WHAT TO DO: Put the part of the records below that opens with the line containing "Put a point on every instance of the street" and runs through the end of the records into a numbered list. Skip blank lines and leave out the pictures.

MATERIAL SUPPLIED:
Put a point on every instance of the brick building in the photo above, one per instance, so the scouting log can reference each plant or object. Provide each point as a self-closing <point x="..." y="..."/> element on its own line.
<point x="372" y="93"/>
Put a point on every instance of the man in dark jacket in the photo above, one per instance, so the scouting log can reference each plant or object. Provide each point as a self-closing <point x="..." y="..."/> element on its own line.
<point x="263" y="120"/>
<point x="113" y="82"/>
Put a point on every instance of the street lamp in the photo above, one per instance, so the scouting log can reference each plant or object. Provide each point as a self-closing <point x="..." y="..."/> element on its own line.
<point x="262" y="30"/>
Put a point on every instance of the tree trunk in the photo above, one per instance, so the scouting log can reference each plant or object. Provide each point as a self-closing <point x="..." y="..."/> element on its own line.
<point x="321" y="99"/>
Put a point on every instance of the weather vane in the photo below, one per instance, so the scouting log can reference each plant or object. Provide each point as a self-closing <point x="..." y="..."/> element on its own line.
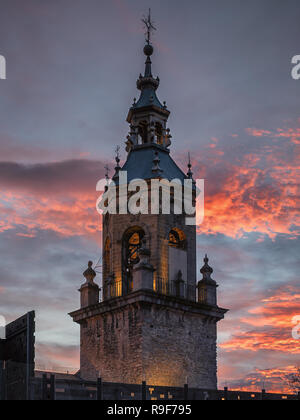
<point x="117" y="152"/>
<point x="149" y="25"/>
<point x="106" y="167"/>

RESULT BELOW:
1. Put a point on every instance of the street lamp in the photo above, one per instance, so the scouting log can reference each plant or object. Provide each point as a self-closing <point x="..." y="..."/> element on its own line.
2. <point x="262" y="30"/>
3. Put a point on every instance of the tree trunk in the photo above, one per instance, so the scouting log can reference each plant or object. Provide each point as a self-closing <point x="..." y="..."/> element on its own line.
4. <point x="321" y="99"/>
5. Put a point on every instance of the weather vane in the photo below, one per instance, so the scouting log can reference each plant or object. Provide each point as a self-closing <point x="..." y="..."/> element on its own line.
6. <point x="117" y="152"/>
7. <point x="149" y="25"/>
8. <point x="106" y="167"/>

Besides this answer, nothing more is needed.